» Problem 1
In the book review below, list every person named in the paragraph that begins "Stevenson, on the other hand".
++++++++
Balkinization  

Monday, July 04, 2011

A terrific book well worth reading (and pondering about)

Sandy Levinson

I just finished a new book by David Nichols, Eisenhower 1956: The President's Year of Crisis--Suez and the Brink of War (Simon and Schuster). I can't recommend it highly enough, not least bccause it's a real page turner, even if one knows the outcome (i.e., World War III doesn't break out as the result of Soviet intervention in the Suez crisis). But it also has extraordinary resonance with regard to our situation today. Let me suggest a number of things well worth thinking about:

1. We were, overall, very lucky to have Dwight Eisenhower as President instead of Adlai Stevenson, at least with regard to foreign policy. What is really impressive is how committed Ike was to the US not getting into new wars. He won in 1952 on his promise to end the war in Korea (which he did by accepting a staelemate that we live with today), and he vetoed going into Vietnam. He was absolutely insistent that the US not back the colonial powers France and Great Britain in their misguided effort to "teach Nasser as lesson" by occupying the Suez Canal after his nationaliztion (caused, to be sure, in substantial measure by Eisenhower's mistake in accpeting Dulles's advice to cut off an offer to finance the Aswan Dam). Reading this book has led me to believe that Ike may be the only President since World War II whom one should really have trusted as Commander-in-Chief.

Stevenson, on the other hand, seems a more disappointing figure the more one actually finds out about him. Arthur Schlesinger's collection of letters, published a couple of years ago, revealed that Stevenson was at least as cool to civil rights as Ike was. Stevenson, after all, selected Alabama Sen. John Sparkman as his running mate in 1952. There is no reason to believe that Stevenson would have ever named anyone so progressive as Earl Warren to the Supreme Court or appointed such a progressive Attorney General as Herbert Brownell. Moreover, turning back to the point at hand, Stevenson was a hawk on Suez, advocating supporting our purported allies (who absolutely betrayed Ike by lying to him about their plans in the Middle East) in the name of the fight against Communism and supporting Israel (which also behaved perfidiousy, in alliance with France and Great Britain). (Eleanor Roosevelt was similarly supportive of Israel.)
++++++++
» Problem 2
Copy the records from the line that has "Teacher note: indicate the salamander head" through the line that has "point(642, 146)", replacing "salamander" with "newt" and leaving everything else unchanged.

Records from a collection
++++++++
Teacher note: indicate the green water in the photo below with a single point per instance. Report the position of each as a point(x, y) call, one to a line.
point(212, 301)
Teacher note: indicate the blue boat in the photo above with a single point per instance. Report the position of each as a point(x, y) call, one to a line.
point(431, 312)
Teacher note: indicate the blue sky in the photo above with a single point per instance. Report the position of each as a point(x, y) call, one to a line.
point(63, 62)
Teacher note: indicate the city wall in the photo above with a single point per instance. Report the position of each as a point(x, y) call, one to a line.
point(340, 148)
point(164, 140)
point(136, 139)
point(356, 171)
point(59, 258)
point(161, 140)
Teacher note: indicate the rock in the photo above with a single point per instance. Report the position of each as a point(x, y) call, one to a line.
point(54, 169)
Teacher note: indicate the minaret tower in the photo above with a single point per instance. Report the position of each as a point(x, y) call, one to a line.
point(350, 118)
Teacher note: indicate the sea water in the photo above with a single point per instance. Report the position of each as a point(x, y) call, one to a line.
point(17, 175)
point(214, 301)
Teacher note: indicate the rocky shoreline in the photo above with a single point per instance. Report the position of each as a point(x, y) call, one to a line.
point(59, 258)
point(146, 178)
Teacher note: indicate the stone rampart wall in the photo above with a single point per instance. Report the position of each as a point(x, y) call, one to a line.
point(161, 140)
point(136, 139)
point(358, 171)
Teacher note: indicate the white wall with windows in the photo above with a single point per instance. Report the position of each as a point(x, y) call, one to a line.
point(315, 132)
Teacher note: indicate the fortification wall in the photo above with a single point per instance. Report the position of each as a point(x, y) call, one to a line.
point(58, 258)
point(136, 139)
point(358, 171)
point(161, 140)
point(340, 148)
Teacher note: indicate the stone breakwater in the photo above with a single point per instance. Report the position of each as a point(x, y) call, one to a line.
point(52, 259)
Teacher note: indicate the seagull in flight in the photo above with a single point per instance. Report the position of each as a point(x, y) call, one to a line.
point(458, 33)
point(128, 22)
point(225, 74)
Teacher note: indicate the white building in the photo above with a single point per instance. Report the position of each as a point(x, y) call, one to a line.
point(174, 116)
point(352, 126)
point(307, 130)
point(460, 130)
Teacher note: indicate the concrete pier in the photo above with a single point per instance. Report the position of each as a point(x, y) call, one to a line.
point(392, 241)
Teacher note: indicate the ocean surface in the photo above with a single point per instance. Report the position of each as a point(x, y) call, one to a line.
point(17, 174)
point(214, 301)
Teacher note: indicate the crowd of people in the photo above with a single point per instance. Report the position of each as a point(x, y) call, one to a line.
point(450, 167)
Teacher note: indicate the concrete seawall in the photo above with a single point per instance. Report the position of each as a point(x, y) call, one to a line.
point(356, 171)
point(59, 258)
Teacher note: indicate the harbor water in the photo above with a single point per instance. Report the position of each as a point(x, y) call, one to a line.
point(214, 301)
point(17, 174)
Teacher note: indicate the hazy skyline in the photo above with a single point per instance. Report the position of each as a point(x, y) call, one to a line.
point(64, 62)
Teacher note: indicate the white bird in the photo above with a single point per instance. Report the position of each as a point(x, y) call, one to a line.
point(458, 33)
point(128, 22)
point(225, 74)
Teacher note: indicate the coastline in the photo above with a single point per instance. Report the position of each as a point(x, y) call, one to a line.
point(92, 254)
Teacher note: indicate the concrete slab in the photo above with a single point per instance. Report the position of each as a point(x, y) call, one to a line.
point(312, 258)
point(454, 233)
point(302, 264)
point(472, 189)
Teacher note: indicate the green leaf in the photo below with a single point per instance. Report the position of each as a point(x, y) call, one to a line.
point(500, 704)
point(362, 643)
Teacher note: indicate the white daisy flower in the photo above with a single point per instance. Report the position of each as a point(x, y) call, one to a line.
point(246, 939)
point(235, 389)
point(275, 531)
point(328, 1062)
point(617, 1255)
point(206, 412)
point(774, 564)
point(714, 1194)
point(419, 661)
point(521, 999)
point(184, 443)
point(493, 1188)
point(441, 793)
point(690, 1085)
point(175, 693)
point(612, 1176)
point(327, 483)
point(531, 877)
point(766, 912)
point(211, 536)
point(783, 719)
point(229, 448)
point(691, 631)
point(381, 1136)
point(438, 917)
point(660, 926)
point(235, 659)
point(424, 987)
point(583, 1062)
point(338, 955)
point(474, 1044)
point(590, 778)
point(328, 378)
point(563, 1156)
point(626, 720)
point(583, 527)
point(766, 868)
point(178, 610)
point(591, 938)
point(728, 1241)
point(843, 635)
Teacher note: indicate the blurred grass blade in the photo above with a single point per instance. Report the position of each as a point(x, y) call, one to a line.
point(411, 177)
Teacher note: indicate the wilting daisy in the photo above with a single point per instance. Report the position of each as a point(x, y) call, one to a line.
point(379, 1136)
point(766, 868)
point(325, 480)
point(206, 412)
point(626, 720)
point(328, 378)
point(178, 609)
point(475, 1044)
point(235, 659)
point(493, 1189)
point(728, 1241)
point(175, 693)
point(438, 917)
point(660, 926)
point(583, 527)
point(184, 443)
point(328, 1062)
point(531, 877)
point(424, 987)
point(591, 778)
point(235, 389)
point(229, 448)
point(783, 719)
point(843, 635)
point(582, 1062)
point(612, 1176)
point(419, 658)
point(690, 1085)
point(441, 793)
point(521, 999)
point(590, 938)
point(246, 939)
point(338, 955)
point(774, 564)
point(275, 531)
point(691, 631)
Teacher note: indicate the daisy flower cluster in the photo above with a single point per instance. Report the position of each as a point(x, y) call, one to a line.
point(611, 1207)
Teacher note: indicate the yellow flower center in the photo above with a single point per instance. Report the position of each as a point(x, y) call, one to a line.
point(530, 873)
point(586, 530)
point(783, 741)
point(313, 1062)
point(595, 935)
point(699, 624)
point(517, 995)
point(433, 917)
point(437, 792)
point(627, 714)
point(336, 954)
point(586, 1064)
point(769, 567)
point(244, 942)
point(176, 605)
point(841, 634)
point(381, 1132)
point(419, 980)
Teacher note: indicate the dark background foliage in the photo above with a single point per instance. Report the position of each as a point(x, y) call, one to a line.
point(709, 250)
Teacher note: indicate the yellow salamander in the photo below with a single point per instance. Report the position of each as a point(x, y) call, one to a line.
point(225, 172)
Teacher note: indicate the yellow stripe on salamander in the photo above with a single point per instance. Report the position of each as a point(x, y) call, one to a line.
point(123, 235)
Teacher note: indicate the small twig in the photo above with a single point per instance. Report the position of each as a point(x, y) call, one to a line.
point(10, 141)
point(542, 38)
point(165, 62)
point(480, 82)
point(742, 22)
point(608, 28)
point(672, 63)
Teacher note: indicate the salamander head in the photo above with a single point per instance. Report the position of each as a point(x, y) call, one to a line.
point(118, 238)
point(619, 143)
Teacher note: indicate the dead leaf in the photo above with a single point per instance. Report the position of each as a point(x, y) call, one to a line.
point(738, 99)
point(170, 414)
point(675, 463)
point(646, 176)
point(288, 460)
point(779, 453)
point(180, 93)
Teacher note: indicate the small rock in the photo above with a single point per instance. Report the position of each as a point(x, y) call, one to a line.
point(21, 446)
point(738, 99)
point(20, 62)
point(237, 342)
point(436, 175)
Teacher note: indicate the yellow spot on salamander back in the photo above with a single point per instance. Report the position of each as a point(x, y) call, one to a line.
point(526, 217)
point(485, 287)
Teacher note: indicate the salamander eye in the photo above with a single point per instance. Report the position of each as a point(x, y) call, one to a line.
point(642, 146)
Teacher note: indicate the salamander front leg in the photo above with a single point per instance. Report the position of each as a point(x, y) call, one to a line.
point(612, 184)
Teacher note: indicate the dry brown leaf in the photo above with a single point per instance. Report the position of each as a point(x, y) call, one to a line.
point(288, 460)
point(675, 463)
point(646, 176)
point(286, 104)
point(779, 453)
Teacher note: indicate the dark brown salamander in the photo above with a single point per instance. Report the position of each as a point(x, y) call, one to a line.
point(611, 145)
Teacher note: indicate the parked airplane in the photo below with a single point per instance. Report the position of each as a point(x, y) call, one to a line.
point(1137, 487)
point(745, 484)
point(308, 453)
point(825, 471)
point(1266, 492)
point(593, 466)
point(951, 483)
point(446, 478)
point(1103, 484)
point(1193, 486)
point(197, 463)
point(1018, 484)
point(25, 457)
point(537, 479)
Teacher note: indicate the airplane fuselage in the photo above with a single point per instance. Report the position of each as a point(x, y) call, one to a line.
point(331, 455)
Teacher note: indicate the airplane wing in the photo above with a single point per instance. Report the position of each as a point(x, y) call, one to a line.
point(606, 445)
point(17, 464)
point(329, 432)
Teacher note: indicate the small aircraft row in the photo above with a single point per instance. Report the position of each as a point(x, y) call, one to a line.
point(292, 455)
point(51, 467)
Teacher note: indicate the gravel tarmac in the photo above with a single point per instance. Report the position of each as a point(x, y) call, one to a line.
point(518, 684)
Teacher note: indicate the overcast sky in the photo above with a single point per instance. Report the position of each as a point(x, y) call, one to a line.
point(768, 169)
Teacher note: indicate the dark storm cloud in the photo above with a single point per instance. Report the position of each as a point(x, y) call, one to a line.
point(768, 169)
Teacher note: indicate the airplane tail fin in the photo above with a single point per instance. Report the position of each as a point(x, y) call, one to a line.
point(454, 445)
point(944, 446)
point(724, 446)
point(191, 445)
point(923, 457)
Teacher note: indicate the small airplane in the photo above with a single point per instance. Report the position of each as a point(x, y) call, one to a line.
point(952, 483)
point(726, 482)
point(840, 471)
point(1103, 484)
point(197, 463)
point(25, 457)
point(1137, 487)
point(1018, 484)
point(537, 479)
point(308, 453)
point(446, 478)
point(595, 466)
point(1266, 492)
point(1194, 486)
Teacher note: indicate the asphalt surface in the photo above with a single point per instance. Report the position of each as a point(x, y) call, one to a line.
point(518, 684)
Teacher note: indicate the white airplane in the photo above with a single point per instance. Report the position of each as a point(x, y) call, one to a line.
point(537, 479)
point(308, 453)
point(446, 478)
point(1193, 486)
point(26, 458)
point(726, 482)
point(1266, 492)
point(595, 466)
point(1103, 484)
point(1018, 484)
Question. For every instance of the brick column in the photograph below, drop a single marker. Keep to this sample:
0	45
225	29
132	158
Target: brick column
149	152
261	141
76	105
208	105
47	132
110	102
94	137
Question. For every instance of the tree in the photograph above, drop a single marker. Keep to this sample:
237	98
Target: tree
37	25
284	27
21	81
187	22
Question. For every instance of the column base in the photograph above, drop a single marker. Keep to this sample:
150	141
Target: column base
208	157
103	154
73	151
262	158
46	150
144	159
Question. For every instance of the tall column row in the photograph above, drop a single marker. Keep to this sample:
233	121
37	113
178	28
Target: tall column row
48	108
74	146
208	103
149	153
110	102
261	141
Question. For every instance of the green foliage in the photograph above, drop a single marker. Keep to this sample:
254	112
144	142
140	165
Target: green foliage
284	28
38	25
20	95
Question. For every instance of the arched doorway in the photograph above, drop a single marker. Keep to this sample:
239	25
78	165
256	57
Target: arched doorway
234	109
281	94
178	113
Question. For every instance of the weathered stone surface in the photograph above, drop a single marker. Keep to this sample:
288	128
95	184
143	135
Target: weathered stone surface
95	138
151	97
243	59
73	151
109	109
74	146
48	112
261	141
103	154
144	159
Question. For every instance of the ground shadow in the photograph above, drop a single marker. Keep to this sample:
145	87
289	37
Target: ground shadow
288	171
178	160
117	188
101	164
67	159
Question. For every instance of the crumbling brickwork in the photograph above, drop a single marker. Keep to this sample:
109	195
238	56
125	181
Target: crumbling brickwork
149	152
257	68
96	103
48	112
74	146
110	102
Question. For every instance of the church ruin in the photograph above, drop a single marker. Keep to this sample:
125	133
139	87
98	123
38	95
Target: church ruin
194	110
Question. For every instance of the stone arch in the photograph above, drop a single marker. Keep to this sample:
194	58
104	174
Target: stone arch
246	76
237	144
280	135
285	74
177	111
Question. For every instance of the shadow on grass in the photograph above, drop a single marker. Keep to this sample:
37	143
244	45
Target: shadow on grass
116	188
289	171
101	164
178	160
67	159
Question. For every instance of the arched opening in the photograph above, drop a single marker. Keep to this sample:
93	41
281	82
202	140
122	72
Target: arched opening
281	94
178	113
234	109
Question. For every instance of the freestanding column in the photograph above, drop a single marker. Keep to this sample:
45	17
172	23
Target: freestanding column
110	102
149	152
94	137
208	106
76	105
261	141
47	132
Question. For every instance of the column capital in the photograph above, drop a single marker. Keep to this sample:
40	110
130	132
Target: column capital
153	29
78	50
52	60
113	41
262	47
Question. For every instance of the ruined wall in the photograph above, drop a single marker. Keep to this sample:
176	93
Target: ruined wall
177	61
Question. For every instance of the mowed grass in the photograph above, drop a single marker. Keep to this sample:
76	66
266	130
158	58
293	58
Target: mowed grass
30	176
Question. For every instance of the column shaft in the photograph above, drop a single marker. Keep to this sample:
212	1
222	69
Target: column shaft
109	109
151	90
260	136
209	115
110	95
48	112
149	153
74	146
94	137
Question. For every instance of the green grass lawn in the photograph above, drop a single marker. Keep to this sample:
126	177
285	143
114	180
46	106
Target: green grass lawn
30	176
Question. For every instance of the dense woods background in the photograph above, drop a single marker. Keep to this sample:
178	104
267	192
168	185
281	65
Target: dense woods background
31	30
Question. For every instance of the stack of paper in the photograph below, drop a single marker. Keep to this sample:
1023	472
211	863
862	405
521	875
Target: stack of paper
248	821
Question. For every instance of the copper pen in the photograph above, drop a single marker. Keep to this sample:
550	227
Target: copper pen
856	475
++++++++
» Exercise response 1
Adlai Stevenson, Arthur Schlesinger, Ike, John Sparkman, Earl Warren, Herbert Brownell, Eleanor Roosevelt

» Exercise response 2
Teacher note: indicate the newt head in the photo above with a single point per instance. Report the position of each as a point(x, y) call, one to a line.
point(118, 238)
point(619, 143)
Teacher note: indicate the dead leaf in the photo above with a single point per instance. Report the position of each as a point(x, y) call, one to a line.
point(738, 99)
point(170, 414)
point(675, 463)
point(646, 176)
point(288, 460)
point(779, 453)
point(180, 93)
Teacher note: indicate the small rock in the photo above with a single point per instance. Report the position of each as a point(x, y) call, one to a line.
point(21, 446)
point(738, 99)
point(20, 62)
point(237, 342)
point(436, 175)
Teacher note: indicate the yellow spot on newt back in the photo above with a single point per instance. Report the position of each as a point(x, y) call, one to a line.
point(526, 217)
point(485, 287)
Teacher note: indicate the newt eye in the photo above with a single point per instance. Report the position of each as a point(x, y) call, one to a line.
point(642, 146)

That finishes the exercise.